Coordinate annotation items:
◇ ◇ ◇ ◇
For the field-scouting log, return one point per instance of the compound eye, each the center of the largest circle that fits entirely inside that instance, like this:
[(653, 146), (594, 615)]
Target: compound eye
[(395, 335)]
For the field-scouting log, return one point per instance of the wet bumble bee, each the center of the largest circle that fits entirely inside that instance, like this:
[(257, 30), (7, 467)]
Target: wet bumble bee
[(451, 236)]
◇ ◇ ◇ ◇
= Instruction =
Write out every line of the items above without changing anything.

= Solution to this task =
For the field-scouting log, return one point per instance of the compound eye, each the center of the largest circle that fits entirely inside that instance, like this:
[(653, 146), (594, 615)]
Target: compound eye
[(395, 335)]
For the field-scouting log, return one point per instance of the wet bumble bee, each the center of the largest circle that fits entirely inside that instance, like this:
[(257, 30), (7, 467)]
Target: wet bumble bee
[(451, 236)]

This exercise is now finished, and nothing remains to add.